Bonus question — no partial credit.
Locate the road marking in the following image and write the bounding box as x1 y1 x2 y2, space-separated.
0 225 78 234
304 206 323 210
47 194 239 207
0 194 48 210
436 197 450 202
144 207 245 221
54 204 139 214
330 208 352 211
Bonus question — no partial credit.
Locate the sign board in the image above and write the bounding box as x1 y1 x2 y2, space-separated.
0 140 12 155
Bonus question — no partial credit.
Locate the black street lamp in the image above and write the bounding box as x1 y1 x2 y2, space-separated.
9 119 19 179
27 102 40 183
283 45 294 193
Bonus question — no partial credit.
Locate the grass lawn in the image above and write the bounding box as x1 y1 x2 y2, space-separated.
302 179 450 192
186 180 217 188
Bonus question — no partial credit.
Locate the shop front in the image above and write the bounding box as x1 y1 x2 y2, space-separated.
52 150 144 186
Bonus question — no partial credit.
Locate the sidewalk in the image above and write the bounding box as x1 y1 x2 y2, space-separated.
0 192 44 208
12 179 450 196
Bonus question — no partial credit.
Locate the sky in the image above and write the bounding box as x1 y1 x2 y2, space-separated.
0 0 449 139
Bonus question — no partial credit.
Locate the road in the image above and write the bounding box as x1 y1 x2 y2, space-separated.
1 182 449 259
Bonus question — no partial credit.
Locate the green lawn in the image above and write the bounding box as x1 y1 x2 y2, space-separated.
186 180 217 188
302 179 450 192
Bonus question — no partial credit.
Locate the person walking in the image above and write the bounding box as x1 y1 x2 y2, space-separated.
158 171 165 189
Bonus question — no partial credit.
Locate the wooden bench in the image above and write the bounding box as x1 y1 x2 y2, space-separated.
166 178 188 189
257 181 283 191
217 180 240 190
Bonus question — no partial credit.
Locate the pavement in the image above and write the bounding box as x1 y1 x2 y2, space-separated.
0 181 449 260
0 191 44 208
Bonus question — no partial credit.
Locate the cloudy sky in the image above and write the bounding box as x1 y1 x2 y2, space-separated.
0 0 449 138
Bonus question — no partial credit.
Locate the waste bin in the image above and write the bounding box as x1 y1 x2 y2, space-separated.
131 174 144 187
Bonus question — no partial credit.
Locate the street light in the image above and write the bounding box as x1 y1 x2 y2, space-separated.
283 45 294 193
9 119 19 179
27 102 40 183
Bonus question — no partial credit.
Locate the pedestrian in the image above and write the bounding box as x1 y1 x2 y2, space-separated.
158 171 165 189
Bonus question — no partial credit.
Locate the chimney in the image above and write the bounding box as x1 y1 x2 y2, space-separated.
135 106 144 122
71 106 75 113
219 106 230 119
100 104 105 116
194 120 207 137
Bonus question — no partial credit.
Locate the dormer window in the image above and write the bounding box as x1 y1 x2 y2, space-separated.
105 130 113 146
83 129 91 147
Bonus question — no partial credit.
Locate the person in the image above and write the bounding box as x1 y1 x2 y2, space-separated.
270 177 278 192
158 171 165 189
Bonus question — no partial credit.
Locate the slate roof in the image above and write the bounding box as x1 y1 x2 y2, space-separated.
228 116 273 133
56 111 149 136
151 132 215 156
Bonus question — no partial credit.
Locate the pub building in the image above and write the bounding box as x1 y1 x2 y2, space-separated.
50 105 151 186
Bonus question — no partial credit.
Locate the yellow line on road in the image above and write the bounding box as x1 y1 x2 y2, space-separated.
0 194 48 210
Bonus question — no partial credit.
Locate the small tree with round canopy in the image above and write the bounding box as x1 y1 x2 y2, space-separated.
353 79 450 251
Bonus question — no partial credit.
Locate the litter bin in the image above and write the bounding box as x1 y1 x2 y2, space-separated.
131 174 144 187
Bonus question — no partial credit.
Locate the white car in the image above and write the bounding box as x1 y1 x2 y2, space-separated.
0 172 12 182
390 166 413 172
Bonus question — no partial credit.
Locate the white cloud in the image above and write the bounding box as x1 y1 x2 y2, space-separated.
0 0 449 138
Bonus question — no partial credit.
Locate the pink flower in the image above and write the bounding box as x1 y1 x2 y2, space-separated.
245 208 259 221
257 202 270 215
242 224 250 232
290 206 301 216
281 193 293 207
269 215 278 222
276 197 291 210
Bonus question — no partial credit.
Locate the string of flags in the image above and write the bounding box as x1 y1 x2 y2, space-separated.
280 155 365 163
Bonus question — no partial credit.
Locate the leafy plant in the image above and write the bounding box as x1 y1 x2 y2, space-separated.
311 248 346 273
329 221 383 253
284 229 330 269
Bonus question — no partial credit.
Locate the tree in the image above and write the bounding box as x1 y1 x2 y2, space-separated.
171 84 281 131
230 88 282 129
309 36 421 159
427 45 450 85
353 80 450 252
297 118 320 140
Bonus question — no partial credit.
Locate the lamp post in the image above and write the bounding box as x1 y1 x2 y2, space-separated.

________________________

This task calls for every entry above to be transcribed exactly.

▸ **COMPLETED EXERCISE**
Bonus question — no partial credit.
Locate the road marking in the following image and write the bounding box as x1 y1 x2 y2, space-separated.
0 225 78 234
304 206 323 210
47 194 239 207
0 194 48 210
436 197 450 202
144 207 245 221
54 204 139 214
330 208 352 211
Bonus question — no partial credit.
Locate the sign board in the image above and write the bounding box as x1 y1 x2 y2, space-separated.
0 140 12 155
Bonus question — no partial credit.
Locate the black street lamp in the image above and write the bounding box as x1 y1 x2 y2, space-separated.
9 119 19 179
27 102 40 183
283 45 294 193
Bonus question — no partial credit.
Locate the grass lawn in the image above and write the bounding box as x1 y1 x2 y2, space-separated.
302 179 450 192
186 180 217 188
Bonus question — no partial credit.
Locate the shop front in the image above and write the bounding box as x1 y1 x2 y2, space-separated.
52 150 144 186
Bonus question — no partial credit.
Locate the sidewalk in the image above and write the bounding box as x1 y1 x2 y2, space-separated.
0 192 44 208
12 179 450 196
Bonus question — no partial credit.
Locate the sky in the image above and write the bounding box as x1 y1 x2 y2, space-separated.
0 0 449 139
Bonus question — no partial credit.
Locate the road in the image above and write the bounding box as x1 y1 x2 y2, space-separated.
1 182 449 259
Bonus question — no partial credit.
Locate the green lawn in the image above and write the bounding box as x1 y1 x2 y2, space-separated.
186 180 217 188
302 179 450 192
Bonus question — no partial credit.
Locate the person walking in the image above and write the bounding box as x1 y1 x2 y2, space-separated.
158 171 165 189
Bonus question — no partial credit.
Locate the wooden bench in the image above and write the bounding box as x1 y1 x2 y2, space-separated.
166 178 188 189
257 181 283 191
217 180 240 190
Bonus question — no partial credit.
Locate the pavement in the image above and write the bounding box as x1 y1 x2 y2, space-separated.
0 181 449 260
0 191 44 208
Bonus question — no partial credit.
Locate the cloudy sky in the image above and write the bounding box as x1 y1 x2 y2, space-separated.
0 0 449 138
Bonus question — no partial credit.
Locate the waste bin in the image above and write the bounding box as x1 y1 x2 y2, space-separated.
131 174 144 187
Bonus question — no partial credit.
Locate the street light in the image above and write the bounding box as x1 y1 x2 y2, space-separated.
283 45 294 193
9 119 19 179
27 102 40 183
Bonus question — no partial credit.
Locate the pedestrian in the image above and write the bounding box as x1 y1 x2 y2, space-separated.
158 171 165 189
Bonus question — no partial credit.
Locate the chimney in the image above and write the bounding box as x1 y1 x2 y2, space-separated.
135 106 144 122
71 106 75 113
219 106 230 119
100 104 105 116
194 120 207 137
Bonus question — no partial credit.
Locate the dormer window in the image above and write the bounding box as x1 y1 x2 y2, space-separated.
105 130 113 146
83 129 91 147
Bonus question — no partial credit.
Locate the person in the image above and write the bounding box as x1 y1 x2 y2, space-separated.
270 177 278 192
158 171 165 189
Bonus question — no partial credit.
Locate the slate roof in the image above and write the bounding box as x1 y1 x2 y2, space-separated.
228 116 273 133
56 111 149 136
151 132 215 156
Bonus question — no partial credit.
Locate the pub building in the image above and write the bounding box as x1 y1 x2 y2, space-separated.
50 105 151 186
Bonus question — no partial credit.
Locate the yellow line on road in the image above and write the bounding box as x1 y1 x2 y2, space-separated.
0 194 48 210
Bonus question — no partial credit.
Locate the small tree with round canopy in the image above and write the bounding box as x1 y1 x2 y2, space-separated.
353 79 450 251
Bonus question — no partial credit.
Locate the litter bin in the image above and write the bounding box as x1 y1 x2 y2, space-separated.
131 174 144 187
Bonus question — no partial credit.
Locate the white car in the image above and write the bounding box as x1 y1 x2 y2, space-separated.
0 172 12 182
390 166 413 172
Bonus question — no partial credit.
Locate the white cloud in the image above and write the bounding box as x1 y1 x2 y2, space-separated.
0 0 449 138
Bonus question — no partial credit.
Locate the pink flower in the image above and write the bounding box as x1 y1 x2 y2, space-separated.
245 208 259 221
257 202 270 215
242 224 250 232
290 206 301 216
281 193 293 207
269 215 278 222
276 197 291 210
Bonus question — no partial credit.
Locate the string of flags in the image above and write the bounding box as x1 y1 x2 y2, space-separated.
280 155 365 163
Bonus question — no partial credit.
Locate the leafy plant in the image above and write the bounding box as x1 y1 x2 y2, space-separated.
311 248 346 273
329 221 383 253
284 229 330 269
Bonus question — no partial credit.
Locate the tree in the image above and write the bounding box as x1 y1 x2 y2, space-separated.
171 84 281 131
230 88 282 129
309 36 421 159
427 45 450 85
353 80 450 252
297 118 320 140
Bonus question — no partial credit.
Locate the lamp post in the image above and write the bounding box as x1 y1 x2 y2, space-separated.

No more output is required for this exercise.